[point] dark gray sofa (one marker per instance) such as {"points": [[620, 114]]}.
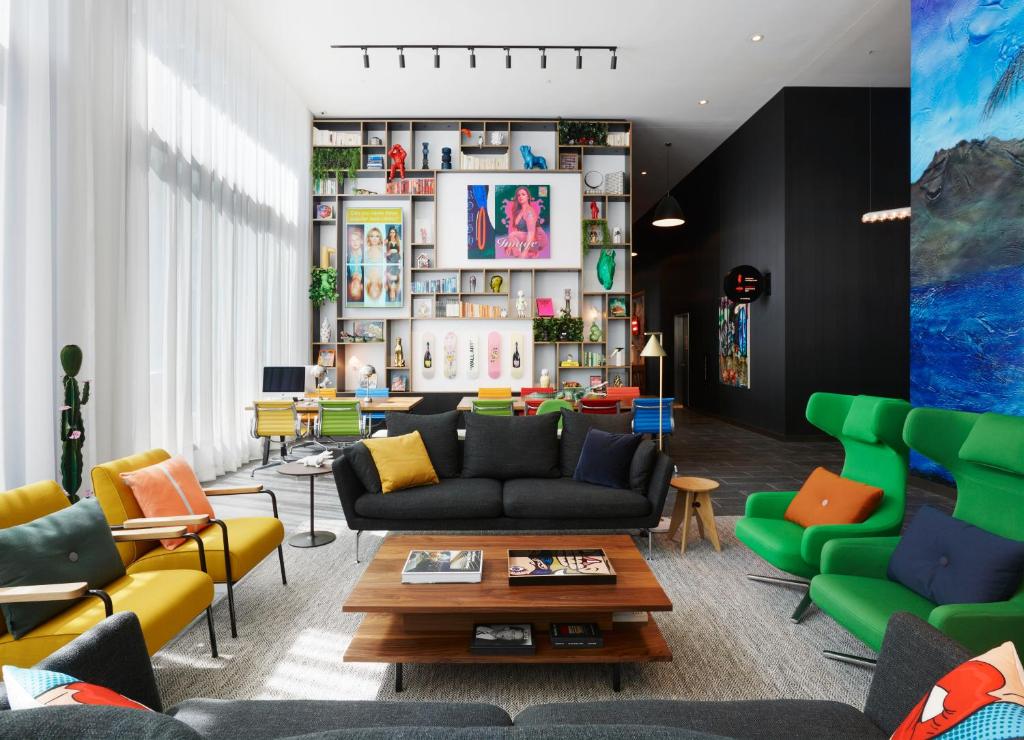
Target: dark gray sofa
{"points": [[510, 474], [913, 656]]}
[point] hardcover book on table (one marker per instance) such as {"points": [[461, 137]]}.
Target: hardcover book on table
{"points": [[561, 567], [443, 566]]}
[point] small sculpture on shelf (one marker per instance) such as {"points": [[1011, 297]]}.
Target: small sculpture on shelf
{"points": [[531, 161], [397, 156]]}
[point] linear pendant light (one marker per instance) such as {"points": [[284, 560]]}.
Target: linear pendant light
{"points": [[669, 212]]}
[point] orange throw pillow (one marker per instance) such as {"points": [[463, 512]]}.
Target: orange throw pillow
{"points": [[827, 498], [168, 489]]}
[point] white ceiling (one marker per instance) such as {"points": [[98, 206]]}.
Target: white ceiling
{"points": [[671, 54]]}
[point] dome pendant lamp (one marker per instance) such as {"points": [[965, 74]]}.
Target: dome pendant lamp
{"points": [[669, 212]]}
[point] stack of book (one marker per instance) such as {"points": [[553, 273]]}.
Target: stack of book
{"points": [[443, 566]]}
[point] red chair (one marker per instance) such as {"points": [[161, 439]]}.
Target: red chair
{"points": [[598, 405]]}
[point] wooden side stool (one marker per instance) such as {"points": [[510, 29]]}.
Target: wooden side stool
{"points": [[693, 499]]}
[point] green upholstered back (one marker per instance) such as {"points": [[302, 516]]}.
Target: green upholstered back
{"points": [[339, 418], [983, 453], [870, 430]]}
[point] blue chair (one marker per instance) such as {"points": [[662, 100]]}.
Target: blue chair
{"points": [[645, 411], [372, 417]]}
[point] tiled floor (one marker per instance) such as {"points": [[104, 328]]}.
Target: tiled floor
{"points": [[745, 462]]}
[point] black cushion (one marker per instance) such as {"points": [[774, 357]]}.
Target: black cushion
{"points": [[791, 719], [68, 546], [254, 720], [451, 498], [505, 447], [366, 470], [574, 428], [439, 433], [642, 466], [606, 459], [567, 498]]}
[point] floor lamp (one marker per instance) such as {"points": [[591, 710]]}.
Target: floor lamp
{"points": [[653, 348]]}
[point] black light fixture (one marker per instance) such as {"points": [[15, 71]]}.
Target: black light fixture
{"points": [[669, 212]]}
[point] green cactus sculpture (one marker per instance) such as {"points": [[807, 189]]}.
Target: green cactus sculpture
{"points": [[72, 427]]}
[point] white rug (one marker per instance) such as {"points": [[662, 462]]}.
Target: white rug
{"points": [[731, 639]]}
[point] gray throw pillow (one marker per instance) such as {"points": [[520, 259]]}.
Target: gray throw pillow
{"points": [[366, 470], [66, 547], [574, 428], [440, 437], [506, 447]]}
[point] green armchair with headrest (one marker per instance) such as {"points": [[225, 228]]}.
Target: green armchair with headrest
{"points": [[870, 430], [985, 454]]}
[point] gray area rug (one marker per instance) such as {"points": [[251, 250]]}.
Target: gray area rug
{"points": [[731, 638]]}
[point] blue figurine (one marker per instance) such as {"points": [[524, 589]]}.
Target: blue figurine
{"points": [[531, 162]]}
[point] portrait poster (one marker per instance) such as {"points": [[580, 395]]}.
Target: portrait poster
{"points": [[374, 253]]}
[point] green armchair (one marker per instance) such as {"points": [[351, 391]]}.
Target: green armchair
{"points": [[985, 455], [870, 431]]}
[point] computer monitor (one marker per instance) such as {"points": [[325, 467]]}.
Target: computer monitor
{"points": [[285, 380]]}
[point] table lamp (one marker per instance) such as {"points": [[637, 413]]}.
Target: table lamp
{"points": [[653, 348]]}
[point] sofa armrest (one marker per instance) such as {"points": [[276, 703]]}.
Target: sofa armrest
{"points": [[768, 505], [867, 557], [913, 656], [349, 487]]}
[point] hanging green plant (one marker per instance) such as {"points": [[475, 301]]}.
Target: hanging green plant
{"points": [[330, 160], [323, 286]]}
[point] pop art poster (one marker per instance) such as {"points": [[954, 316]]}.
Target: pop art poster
{"points": [[521, 227], [374, 257]]}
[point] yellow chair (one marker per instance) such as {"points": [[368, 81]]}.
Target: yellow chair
{"points": [[247, 539], [494, 393], [165, 601]]}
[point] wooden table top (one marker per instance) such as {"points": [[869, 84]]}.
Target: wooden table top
{"points": [[380, 589]]}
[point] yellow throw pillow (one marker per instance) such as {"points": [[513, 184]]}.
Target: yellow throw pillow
{"points": [[401, 462]]}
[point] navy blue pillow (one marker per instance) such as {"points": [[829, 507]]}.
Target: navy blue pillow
{"points": [[605, 459], [951, 562]]}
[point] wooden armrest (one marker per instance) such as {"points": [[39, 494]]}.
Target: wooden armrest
{"points": [[226, 490], [46, 592], [129, 535], [186, 520]]}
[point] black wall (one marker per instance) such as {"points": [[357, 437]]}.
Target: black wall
{"points": [[784, 193]]}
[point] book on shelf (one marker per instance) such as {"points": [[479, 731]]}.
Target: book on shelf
{"points": [[442, 566], [503, 640], [576, 635]]}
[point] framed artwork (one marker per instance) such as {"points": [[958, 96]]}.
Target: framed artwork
{"points": [[374, 253]]}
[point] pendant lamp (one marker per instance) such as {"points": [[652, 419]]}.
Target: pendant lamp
{"points": [[669, 212]]}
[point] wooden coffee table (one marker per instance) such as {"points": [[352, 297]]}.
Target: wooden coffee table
{"points": [[432, 622]]}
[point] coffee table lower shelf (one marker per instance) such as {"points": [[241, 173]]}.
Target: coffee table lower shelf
{"points": [[384, 639]]}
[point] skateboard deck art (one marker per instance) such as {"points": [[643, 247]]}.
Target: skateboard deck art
{"points": [[450, 347], [494, 354]]}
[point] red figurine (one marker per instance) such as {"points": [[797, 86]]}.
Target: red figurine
{"points": [[397, 155]]}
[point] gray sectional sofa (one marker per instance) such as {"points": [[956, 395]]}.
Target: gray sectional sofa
{"points": [[511, 473]]}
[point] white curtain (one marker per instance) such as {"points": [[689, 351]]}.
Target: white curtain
{"points": [[155, 211]]}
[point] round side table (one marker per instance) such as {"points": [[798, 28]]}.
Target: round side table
{"points": [[693, 499], [312, 538]]}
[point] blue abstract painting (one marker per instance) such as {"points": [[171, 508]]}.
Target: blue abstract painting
{"points": [[967, 193]]}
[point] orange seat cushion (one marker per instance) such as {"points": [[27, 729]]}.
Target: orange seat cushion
{"points": [[168, 488], [827, 498]]}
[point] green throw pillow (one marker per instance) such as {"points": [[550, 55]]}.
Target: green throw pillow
{"points": [[69, 546]]}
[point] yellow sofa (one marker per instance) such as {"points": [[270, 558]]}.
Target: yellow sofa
{"points": [[165, 601], [247, 539]]}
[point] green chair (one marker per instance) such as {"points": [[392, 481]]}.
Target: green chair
{"points": [[493, 406], [339, 418], [870, 430], [983, 451]]}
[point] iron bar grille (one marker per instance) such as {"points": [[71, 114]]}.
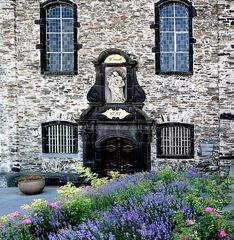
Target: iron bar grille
{"points": [[175, 141], [60, 138]]}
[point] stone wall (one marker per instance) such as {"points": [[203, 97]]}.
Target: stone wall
{"points": [[30, 98], [9, 87]]}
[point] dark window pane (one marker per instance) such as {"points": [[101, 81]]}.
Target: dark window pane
{"points": [[67, 25], [54, 62], [181, 24], [167, 11], [167, 42], [182, 62], [67, 12], [166, 24], [181, 11], [68, 43], [53, 43], [53, 12], [53, 25], [182, 42], [68, 62], [167, 62]]}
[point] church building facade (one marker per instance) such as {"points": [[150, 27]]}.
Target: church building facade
{"points": [[115, 85]]}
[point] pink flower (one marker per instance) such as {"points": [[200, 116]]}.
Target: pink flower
{"points": [[208, 210], [53, 205], [26, 221], [222, 234], [217, 214], [190, 222], [16, 214]]}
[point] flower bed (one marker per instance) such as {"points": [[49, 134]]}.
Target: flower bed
{"points": [[165, 205]]}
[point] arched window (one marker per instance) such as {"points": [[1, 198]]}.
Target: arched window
{"points": [[173, 27], [58, 37], [175, 140], [59, 137]]}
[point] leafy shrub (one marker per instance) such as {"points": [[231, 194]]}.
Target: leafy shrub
{"points": [[165, 205]]}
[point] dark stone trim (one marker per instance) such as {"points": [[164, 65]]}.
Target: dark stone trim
{"points": [[170, 124], [156, 49], [227, 116], [42, 46], [102, 57]]}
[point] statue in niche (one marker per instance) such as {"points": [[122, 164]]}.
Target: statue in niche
{"points": [[116, 85]]}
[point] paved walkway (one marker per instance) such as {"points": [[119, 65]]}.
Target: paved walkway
{"points": [[11, 198]]}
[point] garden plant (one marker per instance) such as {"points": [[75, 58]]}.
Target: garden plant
{"points": [[169, 204]]}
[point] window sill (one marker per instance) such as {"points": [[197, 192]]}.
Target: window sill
{"points": [[59, 155], [176, 157], [59, 73], [174, 73]]}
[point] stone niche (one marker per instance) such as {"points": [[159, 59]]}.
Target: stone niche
{"points": [[116, 131]]}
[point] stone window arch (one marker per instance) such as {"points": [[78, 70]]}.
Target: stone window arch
{"points": [[173, 37], [59, 137], [58, 34], [175, 140]]}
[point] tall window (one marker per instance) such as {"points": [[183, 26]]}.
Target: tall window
{"points": [[175, 140], [59, 137], [58, 37], [173, 26]]}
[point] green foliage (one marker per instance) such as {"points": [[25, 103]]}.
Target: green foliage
{"points": [[29, 178], [91, 177], [167, 175], [79, 209], [68, 191]]}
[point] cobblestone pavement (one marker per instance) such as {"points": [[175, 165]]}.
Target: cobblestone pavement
{"points": [[11, 198]]}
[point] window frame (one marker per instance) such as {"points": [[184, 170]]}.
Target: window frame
{"points": [[156, 26], [159, 138], [43, 36], [45, 139]]}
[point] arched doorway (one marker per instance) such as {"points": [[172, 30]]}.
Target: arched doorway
{"points": [[116, 132], [118, 155]]}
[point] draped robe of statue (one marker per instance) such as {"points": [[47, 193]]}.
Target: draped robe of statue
{"points": [[116, 85]]}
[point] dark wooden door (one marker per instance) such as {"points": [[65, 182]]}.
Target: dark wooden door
{"points": [[118, 154]]}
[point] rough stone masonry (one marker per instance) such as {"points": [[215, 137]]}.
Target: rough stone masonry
{"points": [[29, 98]]}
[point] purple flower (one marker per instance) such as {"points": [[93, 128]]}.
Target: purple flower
{"points": [[53, 205], [26, 221]]}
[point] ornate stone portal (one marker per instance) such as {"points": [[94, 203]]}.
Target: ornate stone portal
{"points": [[116, 132]]}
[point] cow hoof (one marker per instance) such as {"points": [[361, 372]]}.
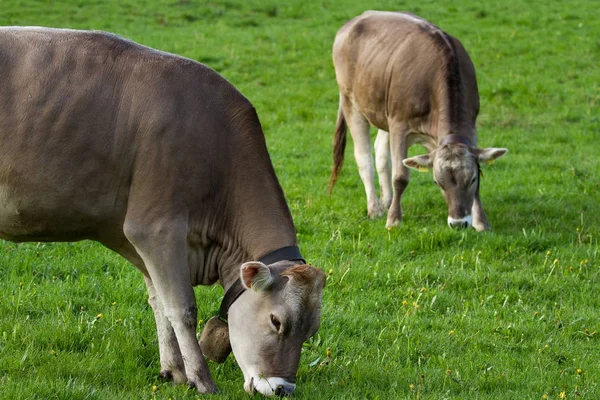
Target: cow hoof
{"points": [[392, 223], [481, 227], [375, 212], [172, 376]]}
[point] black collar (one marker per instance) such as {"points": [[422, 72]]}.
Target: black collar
{"points": [[454, 138], [291, 253]]}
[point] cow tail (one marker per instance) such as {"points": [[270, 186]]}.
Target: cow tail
{"points": [[339, 146]]}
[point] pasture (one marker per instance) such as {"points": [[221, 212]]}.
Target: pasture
{"points": [[418, 312]]}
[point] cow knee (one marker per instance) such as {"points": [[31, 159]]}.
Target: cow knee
{"points": [[186, 317], [400, 183]]}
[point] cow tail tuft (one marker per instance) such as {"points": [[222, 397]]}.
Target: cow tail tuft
{"points": [[339, 146]]}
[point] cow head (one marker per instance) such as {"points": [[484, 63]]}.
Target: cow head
{"points": [[269, 322], [456, 171]]}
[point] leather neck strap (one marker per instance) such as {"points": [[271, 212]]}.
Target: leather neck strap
{"points": [[290, 253]]}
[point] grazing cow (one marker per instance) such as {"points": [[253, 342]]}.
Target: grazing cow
{"points": [[416, 84], [163, 161]]}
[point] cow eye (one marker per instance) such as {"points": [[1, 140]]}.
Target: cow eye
{"points": [[275, 322]]}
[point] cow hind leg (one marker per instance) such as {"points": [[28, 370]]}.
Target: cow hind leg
{"points": [[383, 163], [359, 129], [162, 247]]}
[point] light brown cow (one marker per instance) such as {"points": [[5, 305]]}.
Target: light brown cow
{"points": [[163, 161], [416, 84]]}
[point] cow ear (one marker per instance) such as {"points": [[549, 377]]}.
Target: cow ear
{"points": [[256, 276], [420, 163], [489, 154]]}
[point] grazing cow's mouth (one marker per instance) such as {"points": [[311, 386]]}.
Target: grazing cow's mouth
{"points": [[273, 386], [461, 223]]}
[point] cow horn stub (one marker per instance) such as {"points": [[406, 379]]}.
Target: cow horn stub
{"points": [[214, 340]]}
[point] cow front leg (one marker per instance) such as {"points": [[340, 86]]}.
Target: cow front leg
{"points": [[162, 246], [383, 164], [359, 129], [400, 175], [171, 361], [480, 222]]}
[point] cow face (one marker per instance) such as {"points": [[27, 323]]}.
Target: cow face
{"points": [[456, 171], [271, 320]]}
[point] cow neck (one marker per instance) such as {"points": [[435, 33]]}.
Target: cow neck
{"points": [[288, 253], [455, 138]]}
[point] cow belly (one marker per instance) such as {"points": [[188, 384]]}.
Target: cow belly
{"points": [[47, 217]]}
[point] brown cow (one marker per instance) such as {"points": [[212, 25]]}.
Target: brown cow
{"points": [[163, 161], [416, 84]]}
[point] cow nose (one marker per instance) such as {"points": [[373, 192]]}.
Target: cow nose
{"points": [[459, 223]]}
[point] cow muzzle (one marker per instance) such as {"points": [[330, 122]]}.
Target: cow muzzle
{"points": [[273, 386], [460, 223]]}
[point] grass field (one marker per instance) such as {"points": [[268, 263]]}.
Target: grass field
{"points": [[420, 312]]}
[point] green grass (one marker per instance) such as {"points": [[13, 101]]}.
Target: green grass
{"points": [[421, 312]]}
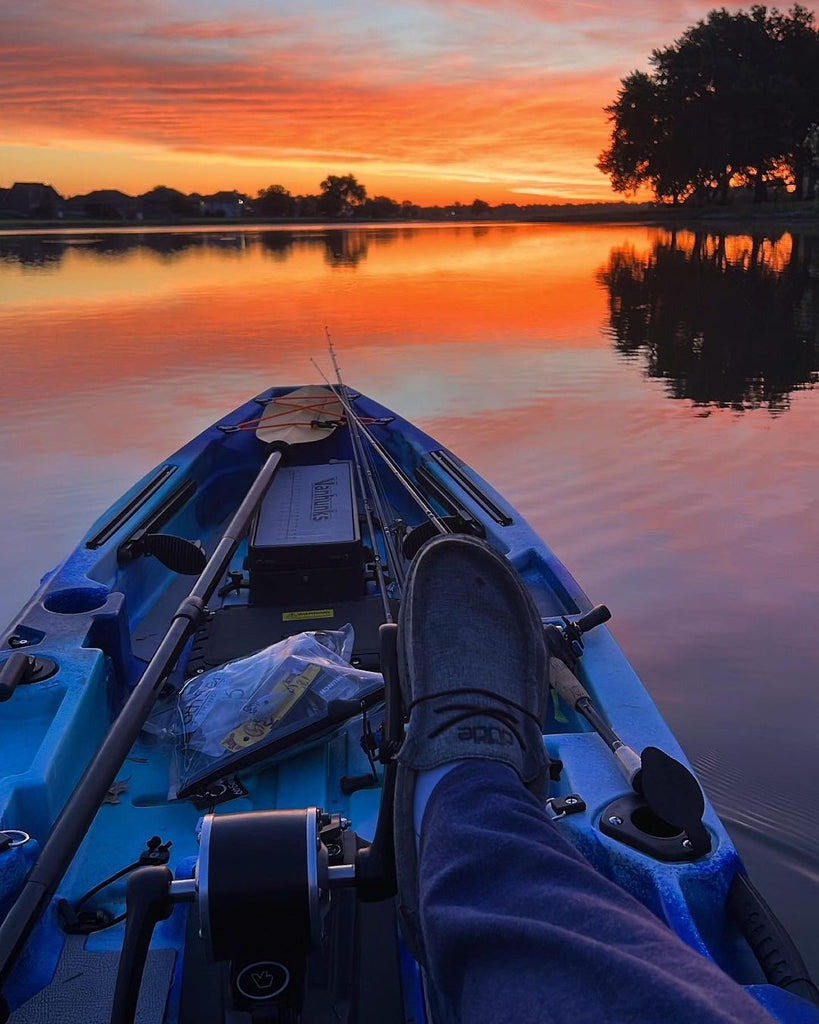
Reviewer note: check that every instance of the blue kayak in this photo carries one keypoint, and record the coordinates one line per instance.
(199, 725)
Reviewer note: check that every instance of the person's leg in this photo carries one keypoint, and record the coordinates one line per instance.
(517, 925)
(504, 915)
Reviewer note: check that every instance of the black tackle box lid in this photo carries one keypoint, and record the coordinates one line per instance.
(308, 518)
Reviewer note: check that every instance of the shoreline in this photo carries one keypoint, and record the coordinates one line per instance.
(805, 217)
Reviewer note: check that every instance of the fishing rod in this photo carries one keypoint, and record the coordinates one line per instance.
(357, 458)
(80, 809)
(390, 463)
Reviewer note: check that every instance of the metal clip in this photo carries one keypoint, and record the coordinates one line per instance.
(559, 807)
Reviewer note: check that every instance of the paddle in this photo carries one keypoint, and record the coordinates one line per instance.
(667, 786)
(288, 421)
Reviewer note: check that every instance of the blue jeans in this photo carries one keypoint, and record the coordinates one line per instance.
(519, 927)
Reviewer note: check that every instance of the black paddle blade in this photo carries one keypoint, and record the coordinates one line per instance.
(175, 553)
(674, 795)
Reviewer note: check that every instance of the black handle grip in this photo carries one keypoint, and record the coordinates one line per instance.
(15, 668)
(147, 900)
(773, 947)
(596, 616)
◆ ◆ ◆ ◆
Of the lines above, extract only those from the line with "Target: blue chair" to the line with "[point] floor lamp", both included, exactly as written.

• **Task response**:
Target: blue chair
{"points": [[645, 411], [372, 417]]}
[point] tiled floor (one marker per instance) such as {"points": [[104, 328]]}.
Target: tiled floor
{"points": [[745, 462]]}
[point] black cushion (one marker per instance) such as {"points": [[774, 357]]}.
Target: black cushion
{"points": [[791, 719], [68, 546], [254, 720], [451, 498], [505, 447], [366, 470], [574, 428], [439, 433], [642, 466], [606, 459], [567, 498]]}
[point] floor lamp (one marker per instance) such as {"points": [[591, 710]]}.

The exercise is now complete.